+++ Record excerpts
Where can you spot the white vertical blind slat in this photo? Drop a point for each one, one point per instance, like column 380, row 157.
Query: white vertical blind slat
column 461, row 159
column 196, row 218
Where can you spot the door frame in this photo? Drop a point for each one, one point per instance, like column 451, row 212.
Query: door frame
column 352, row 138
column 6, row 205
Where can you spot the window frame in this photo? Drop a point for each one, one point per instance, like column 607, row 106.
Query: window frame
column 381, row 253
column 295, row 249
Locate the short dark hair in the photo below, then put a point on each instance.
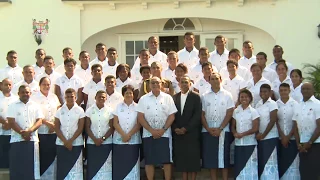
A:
(68, 60)
(125, 89)
(96, 66)
(265, 86)
(262, 54)
(11, 52)
(123, 66)
(245, 91)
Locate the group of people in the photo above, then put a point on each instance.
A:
(193, 109)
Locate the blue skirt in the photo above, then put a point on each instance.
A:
(99, 162)
(125, 162)
(4, 151)
(157, 151)
(216, 150)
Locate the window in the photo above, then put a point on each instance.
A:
(176, 24)
(133, 49)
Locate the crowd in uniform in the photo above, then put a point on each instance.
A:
(193, 109)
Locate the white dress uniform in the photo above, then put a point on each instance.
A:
(296, 93)
(267, 147)
(14, 74)
(245, 146)
(276, 85)
(91, 90)
(255, 89)
(83, 74)
(190, 59)
(203, 86)
(69, 119)
(241, 71)
(34, 86)
(219, 61)
(53, 78)
(64, 83)
(25, 116)
(285, 114)
(196, 72)
(113, 100)
(273, 66)
(245, 62)
(234, 85)
(37, 70)
(159, 56)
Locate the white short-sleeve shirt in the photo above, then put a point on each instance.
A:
(4, 104)
(264, 110)
(14, 74)
(127, 116)
(156, 111)
(234, 85)
(306, 114)
(49, 106)
(69, 119)
(276, 85)
(25, 116)
(91, 90)
(100, 119)
(255, 89)
(219, 61)
(244, 118)
(64, 83)
(215, 106)
(188, 58)
(34, 86)
(285, 114)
++++++
Every line that holds the word "short" should be copied from the records above.

Answer for the task:
Locate the short dark hair in the photo below, then put a point on each instance.
Locate the white short-sleeve shirt in the photo above, then put a point on each instance.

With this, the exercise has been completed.